** Questions **
A. Retype the part of the shrimp care text starting at "Here you can" and ending at "are more sensitive.".
B. Extend the text on caring for aquarium shrimp, picking up after its final sentence.

** Reading passage **
···

Don’t add new food until shrimp consume all the food in the tank or remove what is left, then add new food. This way you will keep the tank clean without any changes in the PH of the water.

Here you can see the true beauty of red cherry shrimp:[​IMG]

Looking to Breed? Watch this ultimate guide for red cherry shrimp breeding:

2. Crystal Red Shrimp (Caridina Cantonensis):
Crystal red is a different kind of shrimp, but it is still shrimp, so the pieces of advice that you will follow with red cherry shrimp are the same, but there are some differences as they are more sensitive.

• Proper diet is needed to maintain the beauty of the crystal red shrimp. The solid red and white markings are maintained by the proper diet.
• Crystal red shrimp is a species of shrimp that molt. They will leave their old shells in the tank and develop new ones. The proper diet will help them develop new healthy shells. Don’t remove the old shells from the tank for a while. They are rich in calcium and are utilized by the Caridina red shrimp.

They are so beautiful; look at how thick the white coloring is. This particular color indicator lets you know the class of bred Caridina it is as SSS will have red tops and completely white bodies and tails. It is how you know these are high-level CRS: [​IMG]

Need to know more about Crystal Red Shrimp? Take a second to watch this full-length video and gain some knowledge on setting up your Crystal Red Shrimp tank:

Do you breed Caridina Cantonensis? If so, where do your CRS fall:
3. Amano Shrimp:
Amano shrimp are the kind of shrimp that eat nearly anything. They eat algae, waste food, decaying plants and of course processed food. They will not leave any waste food in the tank. Because it needs a large amount of food, you will need to monitor the food in the tank constantly. You do not have to worry about the waste food that may produce ammonia or nitrate that put the shrimp in danger. They will not leave any waste to be turned into harmful products.

···

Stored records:
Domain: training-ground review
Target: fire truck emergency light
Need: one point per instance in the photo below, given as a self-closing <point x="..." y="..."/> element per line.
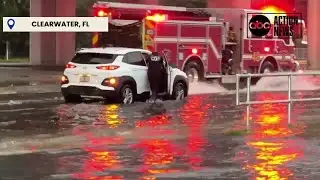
<point x="102" y="13"/>
<point x="156" y="17"/>
<point x="266" y="49"/>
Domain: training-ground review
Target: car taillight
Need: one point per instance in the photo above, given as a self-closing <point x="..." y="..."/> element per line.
<point x="110" y="82"/>
<point x="110" y="67"/>
<point x="69" y="65"/>
<point x="64" y="80"/>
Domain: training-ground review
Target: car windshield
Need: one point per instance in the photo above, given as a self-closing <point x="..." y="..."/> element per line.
<point x="93" y="58"/>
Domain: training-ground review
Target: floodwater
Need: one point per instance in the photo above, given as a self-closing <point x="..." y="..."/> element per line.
<point x="199" y="138"/>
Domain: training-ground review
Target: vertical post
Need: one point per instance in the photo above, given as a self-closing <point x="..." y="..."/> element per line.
<point x="289" y="98"/>
<point x="237" y="90"/>
<point x="7" y="50"/>
<point x="248" y="101"/>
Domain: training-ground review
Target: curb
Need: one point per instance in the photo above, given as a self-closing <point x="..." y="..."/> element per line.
<point x="27" y="96"/>
<point x="5" y="84"/>
<point x="35" y="67"/>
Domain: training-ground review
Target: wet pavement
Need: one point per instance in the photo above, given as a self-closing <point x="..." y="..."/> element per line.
<point x="199" y="138"/>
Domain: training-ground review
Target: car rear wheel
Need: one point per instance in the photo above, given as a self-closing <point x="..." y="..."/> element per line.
<point x="127" y="95"/>
<point x="179" y="91"/>
<point x="71" y="98"/>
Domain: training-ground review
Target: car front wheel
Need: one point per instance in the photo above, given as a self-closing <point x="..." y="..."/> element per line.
<point x="179" y="91"/>
<point x="127" y="95"/>
<point x="71" y="98"/>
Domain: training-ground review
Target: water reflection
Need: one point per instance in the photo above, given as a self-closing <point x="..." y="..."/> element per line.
<point x="160" y="144"/>
<point x="272" y="140"/>
<point x="99" y="158"/>
<point x="195" y="116"/>
<point x="161" y="155"/>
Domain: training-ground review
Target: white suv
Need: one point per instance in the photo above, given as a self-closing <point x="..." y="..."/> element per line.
<point x="118" y="74"/>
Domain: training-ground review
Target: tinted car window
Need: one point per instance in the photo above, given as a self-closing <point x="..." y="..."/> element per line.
<point x="134" y="58"/>
<point x="93" y="58"/>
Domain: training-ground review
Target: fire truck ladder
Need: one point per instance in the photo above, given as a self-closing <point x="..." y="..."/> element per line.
<point x="289" y="99"/>
<point x="138" y="6"/>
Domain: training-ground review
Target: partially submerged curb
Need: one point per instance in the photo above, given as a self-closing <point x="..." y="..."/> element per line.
<point x="28" y="96"/>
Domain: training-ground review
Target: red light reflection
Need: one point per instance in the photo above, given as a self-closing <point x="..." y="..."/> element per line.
<point x="155" y="151"/>
<point x="195" y="116"/>
<point x="99" y="158"/>
<point x="272" y="140"/>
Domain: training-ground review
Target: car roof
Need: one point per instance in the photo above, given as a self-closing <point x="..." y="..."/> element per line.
<point x="111" y="50"/>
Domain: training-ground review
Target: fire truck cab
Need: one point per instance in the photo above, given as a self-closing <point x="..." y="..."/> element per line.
<point x="204" y="43"/>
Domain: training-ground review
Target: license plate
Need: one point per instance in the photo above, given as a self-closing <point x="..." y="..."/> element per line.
<point x="84" y="78"/>
<point x="229" y="79"/>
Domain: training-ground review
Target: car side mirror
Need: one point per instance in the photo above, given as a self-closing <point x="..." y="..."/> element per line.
<point x="173" y="65"/>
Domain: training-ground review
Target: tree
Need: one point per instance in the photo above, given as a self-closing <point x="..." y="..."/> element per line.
<point x="19" y="41"/>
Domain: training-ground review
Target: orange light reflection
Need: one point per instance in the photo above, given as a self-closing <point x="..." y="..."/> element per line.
<point x="156" y="152"/>
<point x="195" y="116"/>
<point x="99" y="159"/>
<point x="272" y="140"/>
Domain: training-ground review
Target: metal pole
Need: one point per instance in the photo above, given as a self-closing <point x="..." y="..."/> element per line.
<point x="237" y="90"/>
<point x="289" y="99"/>
<point x="248" y="101"/>
<point x="7" y="50"/>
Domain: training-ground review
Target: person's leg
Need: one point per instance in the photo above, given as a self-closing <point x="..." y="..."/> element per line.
<point x="153" y="86"/>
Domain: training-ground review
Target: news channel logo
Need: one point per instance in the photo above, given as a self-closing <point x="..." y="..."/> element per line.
<point x="280" y="24"/>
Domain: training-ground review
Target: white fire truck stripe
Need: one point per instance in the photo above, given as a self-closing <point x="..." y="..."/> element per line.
<point x="213" y="47"/>
<point x="192" y="40"/>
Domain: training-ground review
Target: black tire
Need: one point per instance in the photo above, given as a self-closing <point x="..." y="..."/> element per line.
<point x="191" y="66"/>
<point x="266" y="66"/>
<point x="179" y="91"/>
<point x="127" y="94"/>
<point x="72" y="98"/>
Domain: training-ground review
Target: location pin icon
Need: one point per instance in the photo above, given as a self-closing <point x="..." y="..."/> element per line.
<point x="11" y="23"/>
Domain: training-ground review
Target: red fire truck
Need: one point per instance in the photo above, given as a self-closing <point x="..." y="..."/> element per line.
<point x="196" y="40"/>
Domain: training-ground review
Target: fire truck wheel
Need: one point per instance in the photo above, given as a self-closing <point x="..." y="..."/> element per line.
<point x="267" y="67"/>
<point x="194" y="71"/>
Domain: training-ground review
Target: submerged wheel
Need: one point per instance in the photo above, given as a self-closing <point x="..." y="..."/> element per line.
<point x="179" y="91"/>
<point x="193" y="71"/>
<point x="267" y="67"/>
<point x="127" y="95"/>
<point x="72" y="98"/>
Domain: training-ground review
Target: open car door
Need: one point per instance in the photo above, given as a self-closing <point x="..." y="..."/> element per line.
<point x="168" y="72"/>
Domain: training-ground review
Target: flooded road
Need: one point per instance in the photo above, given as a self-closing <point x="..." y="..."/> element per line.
<point x="199" y="138"/>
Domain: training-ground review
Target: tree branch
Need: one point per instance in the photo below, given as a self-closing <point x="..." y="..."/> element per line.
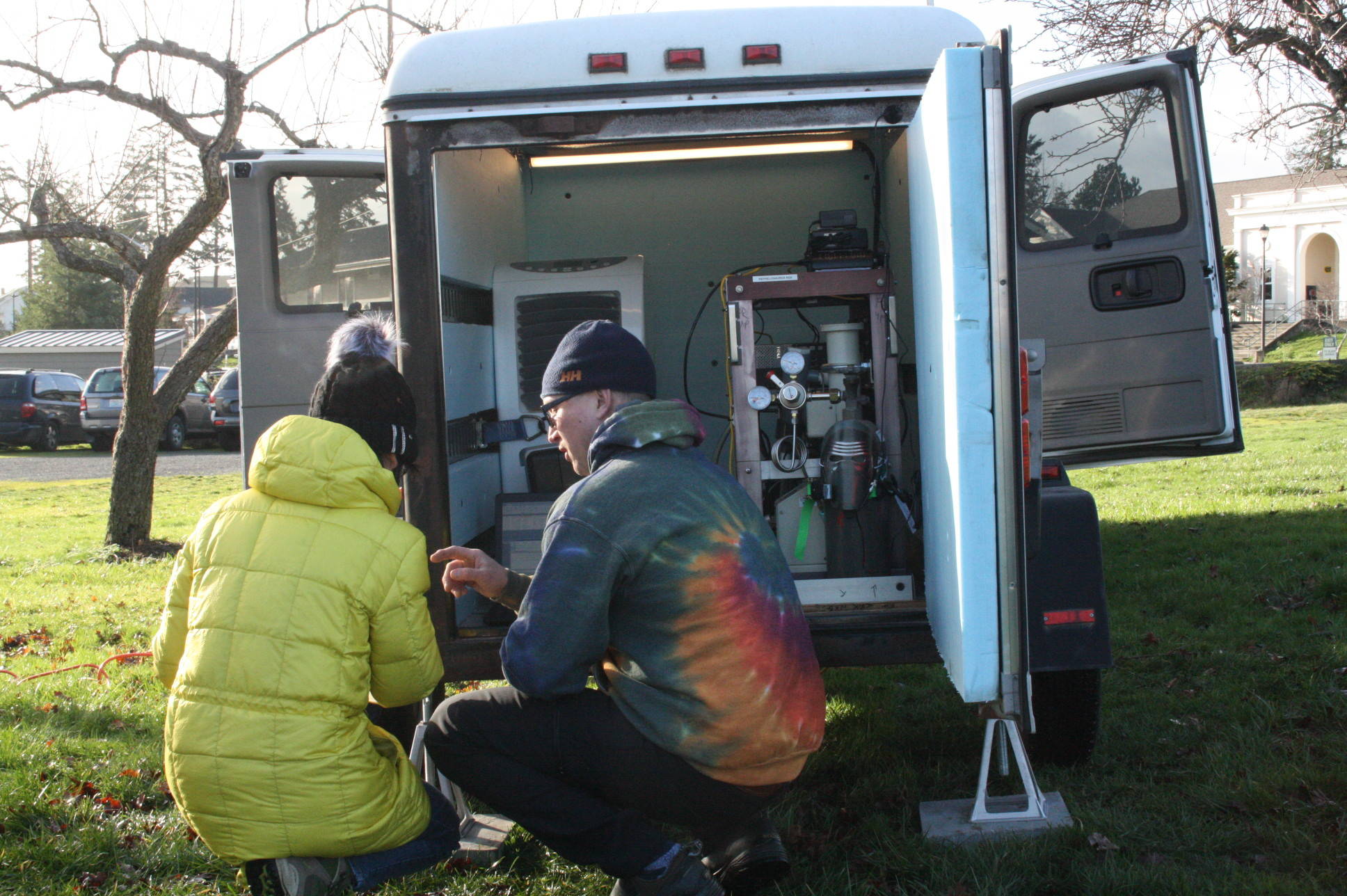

···

** Answers below **
A.
Here you can see the true beauty of red cherry shrimp:[​IMG]

Looking to Breed? Watch this ultimate guide for red cherry shrimp breeding:

2. Crystal Red Shrimp (Caridina Cantonensis):
Crystal red is a different kind of shrimp, but it is still shrimp, so the pieces of advice that you will follow with red cherry shrimp are the same, but there are some differences as they are more sensitive.

B.
4. Ghost Shrimp:
Naturally, they eat brush algae and fallen food but they actually they can eat anything. They are clear creatures that you can see through them so you will see the food in their digestive systems.

5. Baby Shrimp:
There are three points that you need to take care of with baby shrimp.
• They eat biofilms and wastes of the food; don’t remove them from the tank.
• They are highly sensitive to any changes in the water. Wastes are good when they are fresh, but once waste starts to produce ammonia, nitrate, and nitrites, your baby shrimp are in extreme danger.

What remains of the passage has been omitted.